Please copy out, word for word, the part of the records below that opens with the line containing "Can you see the beige" and closes with the line containing "column 317, row 55", with both of those lines included.

§ Raw data

____________

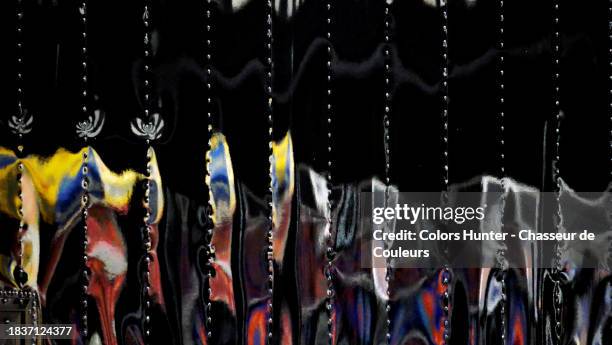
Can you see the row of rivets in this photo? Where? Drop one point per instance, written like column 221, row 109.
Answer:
column 556, row 62
column 330, row 251
column 19, row 274
column 270, row 233
column 502, row 264
column 84, row 171
column 210, row 108
column 146, row 230
column 445, row 162
column 387, row 31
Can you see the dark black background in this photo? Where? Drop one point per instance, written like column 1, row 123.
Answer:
column 115, row 44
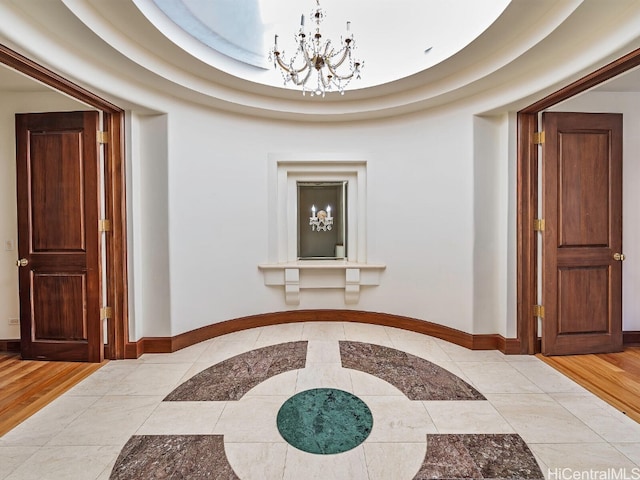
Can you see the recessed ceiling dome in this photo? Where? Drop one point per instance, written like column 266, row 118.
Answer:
column 395, row 40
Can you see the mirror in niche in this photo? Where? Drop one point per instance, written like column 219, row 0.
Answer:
column 322, row 220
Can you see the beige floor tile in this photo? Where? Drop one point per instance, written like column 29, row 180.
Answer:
column 467, row 417
column 186, row 355
column 324, row 375
column 565, row 460
column 497, row 377
column 109, row 421
column 398, row 419
column 426, row 348
column 631, row 450
column 65, row 463
column 280, row 385
column 366, row 384
column 182, row 418
column 45, row 424
column 398, row 461
column 322, row 351
column 546, row 378
column 251, row 419
column 323, row 331
column 349, row 465
column 257, row 461
column 221, row 349
column 151, row 379
column 12, row 457
column 461, row 354
column 100, row 382
column 538, row 418
column 401, row 335
column 611, row 424
column 275, row 334
column 360, row 332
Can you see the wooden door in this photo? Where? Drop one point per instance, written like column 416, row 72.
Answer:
column 582, row 208
column 58, row 242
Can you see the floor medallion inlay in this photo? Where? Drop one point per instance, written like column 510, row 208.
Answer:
column 324, row 421
column 416, row 377
column 232, row 378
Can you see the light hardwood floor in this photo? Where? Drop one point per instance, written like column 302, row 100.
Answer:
column 614, row 377
column 27, row 386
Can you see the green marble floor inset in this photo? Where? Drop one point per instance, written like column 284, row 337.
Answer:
column 324, row 421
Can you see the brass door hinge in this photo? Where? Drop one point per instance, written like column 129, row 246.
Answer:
column 104, row 225
column 103, row 137
column 106, row 312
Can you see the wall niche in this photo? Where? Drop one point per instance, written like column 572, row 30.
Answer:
column 322, row 220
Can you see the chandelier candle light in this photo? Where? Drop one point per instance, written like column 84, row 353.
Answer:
column 321, row 222
column 317, row 55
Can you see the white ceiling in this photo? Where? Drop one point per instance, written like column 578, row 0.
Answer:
column 13, row 81
column 395, row 39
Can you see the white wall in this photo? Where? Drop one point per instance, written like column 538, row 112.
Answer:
column 629, row 105
column 493, row 222
column 420, row 173
column 10, row 104
column 148, row 228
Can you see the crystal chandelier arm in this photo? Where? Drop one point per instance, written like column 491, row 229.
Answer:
column 290, row 69
column 345, row 55
column 340, row 77
column 299, row 82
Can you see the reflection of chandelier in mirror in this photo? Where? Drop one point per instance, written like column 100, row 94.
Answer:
column 321, row 222
column 315, row 55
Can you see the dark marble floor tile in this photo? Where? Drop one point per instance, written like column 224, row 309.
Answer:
column 175, row 457
column 416, row 377
column 232, row 378
column 324, row 421
column 478, row 456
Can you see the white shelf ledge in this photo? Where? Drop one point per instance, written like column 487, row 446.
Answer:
column 316, row 274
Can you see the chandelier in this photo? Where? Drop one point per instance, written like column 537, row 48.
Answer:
column 317, row 61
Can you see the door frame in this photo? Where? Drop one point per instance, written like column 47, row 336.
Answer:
column 527, row 194
column 115, row 199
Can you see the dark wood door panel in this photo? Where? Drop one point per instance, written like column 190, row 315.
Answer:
column 583, row 305
column 59, row 310
column 57, row 180
column 583, row 203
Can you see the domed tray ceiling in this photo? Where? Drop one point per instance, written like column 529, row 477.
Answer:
column 395, row 39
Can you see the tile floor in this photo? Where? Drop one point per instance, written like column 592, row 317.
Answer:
column 571, row 433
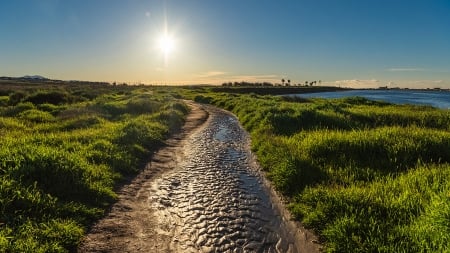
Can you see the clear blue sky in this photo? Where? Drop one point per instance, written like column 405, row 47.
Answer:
column 347, row 42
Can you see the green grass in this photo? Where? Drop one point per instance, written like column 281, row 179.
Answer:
column 64, row 152
column 366, row 176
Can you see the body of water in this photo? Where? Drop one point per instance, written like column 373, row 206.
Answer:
column 439, row 99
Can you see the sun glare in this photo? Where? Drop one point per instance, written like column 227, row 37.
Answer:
column 166, row 44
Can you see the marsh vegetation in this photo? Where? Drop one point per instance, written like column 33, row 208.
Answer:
column 366, row 176
column 64, row 151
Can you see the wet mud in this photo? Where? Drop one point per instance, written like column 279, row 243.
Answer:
column 208, row 196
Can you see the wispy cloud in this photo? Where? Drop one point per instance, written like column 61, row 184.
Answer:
column 406, row 70
column 210, row 74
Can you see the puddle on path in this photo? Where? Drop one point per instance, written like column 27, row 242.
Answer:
column 214, row 201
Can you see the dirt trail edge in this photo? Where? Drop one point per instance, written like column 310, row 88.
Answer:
column 202, row 192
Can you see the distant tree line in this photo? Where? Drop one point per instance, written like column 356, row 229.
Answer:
column 284, row 82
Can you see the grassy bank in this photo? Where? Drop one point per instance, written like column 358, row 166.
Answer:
column 64, row 150
column 366, row 176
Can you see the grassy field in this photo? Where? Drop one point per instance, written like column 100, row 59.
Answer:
column 366, row 176
column 65, row 149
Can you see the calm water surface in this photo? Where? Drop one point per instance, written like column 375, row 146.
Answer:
column 439, row 99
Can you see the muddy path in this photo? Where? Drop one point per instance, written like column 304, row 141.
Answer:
column 202, row 193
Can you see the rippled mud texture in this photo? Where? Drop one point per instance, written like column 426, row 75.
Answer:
column 207, row 197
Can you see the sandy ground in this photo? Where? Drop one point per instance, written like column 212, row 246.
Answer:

____________

§ Exercise response
Can you see the beige floor tile in this photo? Where? Drop one point per instance, written like column 29, row 180.
Answer:
column 467, row 417
column 186, row 355
column 324, row 375
column 565, row 460
column 497, row 377
column 109, row 421
column 398, row 419
column 426, row 348
column 631, row 450
column 65, row 463
column 280, row 385
column 366, row 384
column 182, row 418
column 45, row 424
column 398, row 461
column 322, row 351
column 546, row 378
column 251, row 419
column 323, row 331
column 349, row 465
column 257, row 461
column 221, row 349
column 151, row 379
column 12, row 457
column 461, row 354
column 100, row 382
column 538, row 418
column 401, row 335
column 611, row 424
column 275, row 334
column 360, row 332
Can you see the wooden door in this photo? Where? Drop one point per instance, written like column 416, row 72.
Answer:
column 582, row 208
column 58, row 242
Can you see the floor medallion inlay in this photo? Where? Drop one point per instance, written like column 510, row 208.
Answer:
column 324, row 421
column 416, row 377
column 232, row 378
Can you see the light hardwood floor in this photo? Where? Drop one point per instance, written like column 302, row 100.
Answer:
column 614, row 377
column 27, row 386
Can you see the green marble floor inset in this photo? Where? Drop one point per instance, written like column 284, row 337.
Answer:
column 324, row 421
Can you see the brass door hinge in this photo? Where? Drop one point per instance, written like column 129, row 246.
Answer:
column 104, row 225
column 103, row 137
column 106, row 312
Can you see the wall niche in this photo? Where? Drop one point per instance, written like column 572, row 30.
Answer:
column 322, row 220
Can you see the chandelier candle light in this photo? Where? Drop one point per instance, written like column 84, row 353.
Answer:
column 321, row 222
column 317, row 55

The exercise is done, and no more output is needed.